## Provided text:
-*-*-
Wednesday, November 18, 2009

Two short reviews - Body and Scar Lover by Harry Crews

There have been two distinct phases in Harry Crews’ literary career. The first, spanning from the publication of his first novel The Gospel Singer in 1968 to that of A Childhood in 1978, can be dubbed his early career. This includes eight novels and one memoir. Then there was a hiatus of nearly a decade, ending in 1987 with the publication of All We Need of Hell. This second blooming produced six full length novels, the last of these being Celebration, published in 1998. In the decade since then, only the novella length An American Family has been published. So, as you can see, Harry Crews has basically had two decade long bursts of publishing spanning the past 40 years. And while everything I have read from Crews’ early phase has been astonishingly good, I am yet to be convinced that the later phase produced work anywhere near the same quality. Body (published 1990) and Scar Lover (published 1992) are novels of this later phase, and while both have their moments, they are both flawed works.

In Body we are introduced to a character familiar to readers of Crews’ The Gypsy’s Curse, Russell “Muscle” Morgan. He is preparing a female bodybuilder,  Shereel Dupont, for a Miss Universe competition. It turns out that Shereel’s real name is Dorothy Turnipseed, and that her family is about to descend on the hotel where the competition is to be held, with dangerous and eventually explosive results. There are a few memorable characters herein, the most memorable being Shereel’s fiancee Nail Head, who is a sight to behold.
-*-*-
## Exercise directions:
Rewrite the passage of the Harry Crews reviews that begins at the words "In Body we are" and ends after "sight to behold.", putting "convention center" in place of "hotel".

## Data to examine:
-*-*-
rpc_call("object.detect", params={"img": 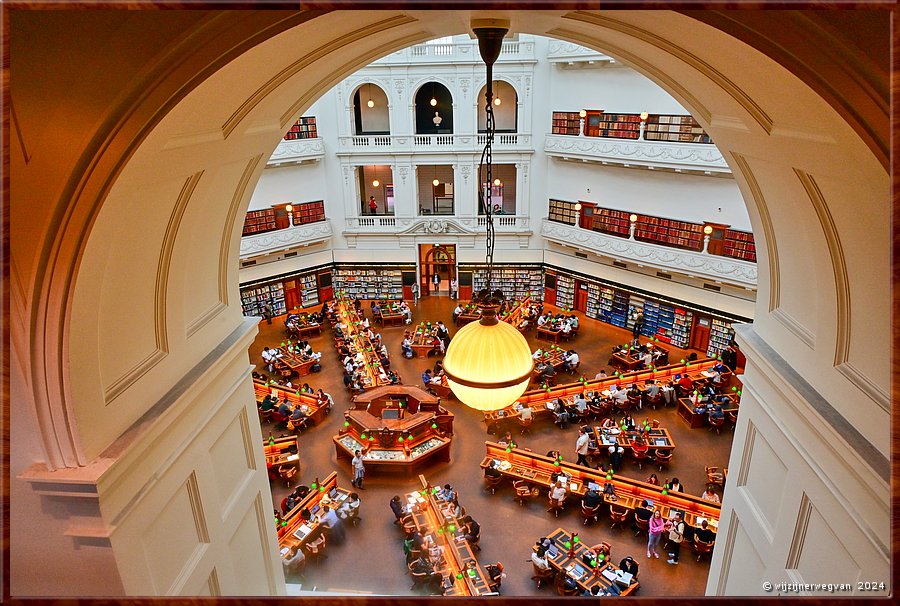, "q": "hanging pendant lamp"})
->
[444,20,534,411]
-*-*-
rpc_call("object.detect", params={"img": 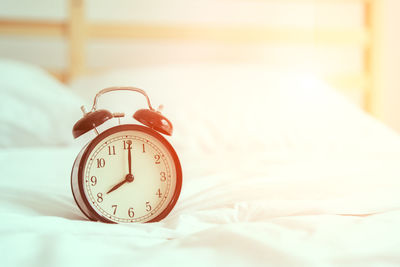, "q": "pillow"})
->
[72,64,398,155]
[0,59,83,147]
-*-*-
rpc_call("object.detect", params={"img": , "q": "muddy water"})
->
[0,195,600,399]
-*-*-
## Exercise solution:
In Body we are introduced to a character familiar to readers of Crews’ The Gypsy’s Curse, Russell “Muscle” Morgan. He is preparing a female bodybuilder,  Shereel Dupont, for a Miss Universe competition. It turns out that Shereel’s real name is Dorothy Turnipseed, and that her family is about to descend on the convention center where the competition is to be held, with dangerous and eventually explosive results. There are a few memorable characters herein, the most memorable being Shereel’s fiancee Nail Head, who is a sight to behold.